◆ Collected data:

########################################

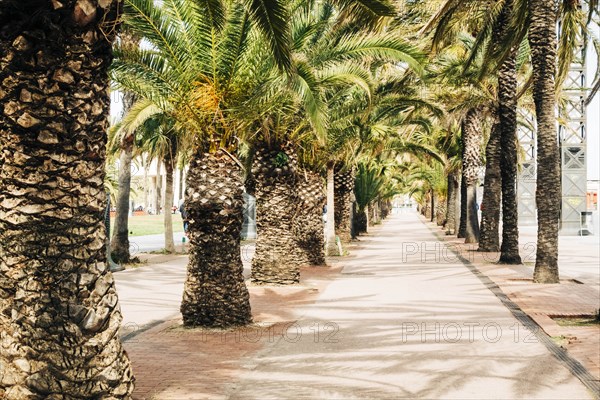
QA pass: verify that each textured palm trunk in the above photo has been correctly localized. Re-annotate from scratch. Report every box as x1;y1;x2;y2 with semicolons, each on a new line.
423;192;432;220
380;200;390;220
111;89;136;263
457;177;467;238
178;167;185;200
368;203;375;226
181;150;251;327
143;155;149;209
372;200;380;224
334;166;354;242
0;1;134;397
446;173;458;235
430;190;435;222
163;151;176;253
111;140;134;263
354;208;368;234
529;0;560;283
325;162;338;255
154;160;162;215
436;198;446;226
251;142;302;284
478;122;501;252
462;108;482;243
294;171;326;266
498;46;522;264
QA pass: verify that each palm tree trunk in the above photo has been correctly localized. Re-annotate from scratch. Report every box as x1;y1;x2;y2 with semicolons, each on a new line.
294;171;326;266
110;88;136;263
110;140;134;263
154;160;162;215
181;150;251;327
430;190;435;222
380;200;390;220
0;2;134;396
458;176;467;238
498;46;522;264
436;198;446;226
334;165;354;242
529;0;560;283
163;150;176;253
325;162;339;255
446;173;458;235
143;154;150;210
479;121;501;251
251;142;302;284
462;108;482;243
423;192;431;219
178;166;185;201
351;201;358;238
355;207;368;234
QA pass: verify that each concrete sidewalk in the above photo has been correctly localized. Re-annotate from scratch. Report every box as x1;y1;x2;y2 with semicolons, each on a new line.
427;215;600;386
118;213;596;399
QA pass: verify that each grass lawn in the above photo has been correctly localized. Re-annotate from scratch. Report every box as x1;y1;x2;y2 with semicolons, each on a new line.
111;214;184;236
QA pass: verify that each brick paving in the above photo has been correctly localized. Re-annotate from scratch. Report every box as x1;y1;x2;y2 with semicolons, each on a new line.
123;265;341;399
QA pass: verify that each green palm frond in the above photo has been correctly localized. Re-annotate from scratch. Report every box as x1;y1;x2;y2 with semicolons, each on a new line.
354;162;386;210
217;5;252;87
245;0;292;71
289;59;328;139
317;62;373;99
557;1;586;89
194;0;226;31
320;33;425;74
120;99;164;137
336;0;396;17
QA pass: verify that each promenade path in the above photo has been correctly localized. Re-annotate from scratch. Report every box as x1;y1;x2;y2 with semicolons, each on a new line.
115;212;595;399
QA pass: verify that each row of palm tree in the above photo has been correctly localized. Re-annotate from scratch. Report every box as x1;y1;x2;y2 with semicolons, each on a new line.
108;0;429;330
1;0;598;397
405;0;599;284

########################################

◆ How to complete this task:
Take the line that contains "QA pass: verify that each green" and each line after it through the end of the records, and repeat them all exactly. Nothing else.

◆ Output:
QA pass: verify that each green palm frond in the above photo has been correctly localized. Re-annotate from scratch. Report every box as x1;y1;x2;y2 with semicolons, each on a new line.
354;162;386;210
217;5;252;87
245;0;292;71
289;59;328;139
317;62;373;99
557;1;586;89
194;0;226;31
320;33;425;74
120;99;164;137
336;0;396;17
QA pass: verify that each promenade path in the above photo has been correctly localized. Re-annotate from scratch. Report every box as x1;y1;x2;y2 with semicolons, each on a new line.
115;212;595;399
QA pass: verify that each row of palm tree in the above photo has been correctly localized. Re-annotate from scratch. Report every box as x1;y1;x2;y2 with semicolons, each on a new line.
108;0;429;330
1;0;598;397
405;0;599;284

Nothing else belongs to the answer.